- _Record set_
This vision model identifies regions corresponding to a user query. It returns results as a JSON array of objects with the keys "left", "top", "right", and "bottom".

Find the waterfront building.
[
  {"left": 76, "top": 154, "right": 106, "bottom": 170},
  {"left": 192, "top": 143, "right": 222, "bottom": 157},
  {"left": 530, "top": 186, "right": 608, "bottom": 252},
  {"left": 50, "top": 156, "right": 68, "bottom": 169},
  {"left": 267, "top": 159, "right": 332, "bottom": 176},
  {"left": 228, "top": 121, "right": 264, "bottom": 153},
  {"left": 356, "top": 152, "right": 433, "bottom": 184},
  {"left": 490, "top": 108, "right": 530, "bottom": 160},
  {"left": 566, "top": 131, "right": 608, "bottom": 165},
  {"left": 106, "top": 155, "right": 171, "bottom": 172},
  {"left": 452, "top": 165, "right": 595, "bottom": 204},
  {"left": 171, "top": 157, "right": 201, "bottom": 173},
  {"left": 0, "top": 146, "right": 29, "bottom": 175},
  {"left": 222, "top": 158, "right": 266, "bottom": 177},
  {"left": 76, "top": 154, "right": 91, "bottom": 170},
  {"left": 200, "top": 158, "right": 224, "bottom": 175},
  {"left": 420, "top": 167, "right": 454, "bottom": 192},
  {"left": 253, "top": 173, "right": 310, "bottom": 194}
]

- _What is asked_
Rewrite the records above, replacing "waterfront building" with "pier" and leaving everything else unchanged.

- _Response_
This vision model identifies regions corresponding to a user query. It returns results as a JSON array of objects with the keys "left", "top", "right", and "bottom".

Find the pier.
[
  {"left": 76, "top": 154, "right": 106, "bottom": 170},
  {"left": 192, "top": 143, "right": 222, "bottom": 157},
  {"left": 530, "top": 186, "right": 608, "bottom": 252},
  {"left": 50, "top": 156, "right": 68, "bottom": 169},
  {"left": 267, "top": 159, "right": 332, "bottom": 176},
  {"left": 228, "top": 121, "right": 264, "bottom": 153},
  {"left": 356, "top": 152, "right": 433, "bottom": 184},
  {"left": 490, "top": 108, "right": 530, "bottom": 160},
  {"left": 566, "top": 131, "right": 608, "bottom": 165},
  {"left": 106, "top": 155, "right": 171, "bottom": 172},
  {"left": 452, "top": 165, "right": 595, "bottom": 204},
  {"left": 171, "top": 157, "right": 201, "bottom": 173},
  {"left": 0, "top": 146, "right": 29, "bottom": 175},
  {"left": 222, "top": 158, "right": 266, "bottom": 177},
  {"left": 76, "top": 154, "right": 91, "bottom": 170},
  {"left": 200, "top": 158, "right": 224, "bottom": 175},
  {"left": 420, "top": 167, "right": 454, "bottom": 192},
  {"left": 253, "top": 173, "right": 310, "bottom": 194}
]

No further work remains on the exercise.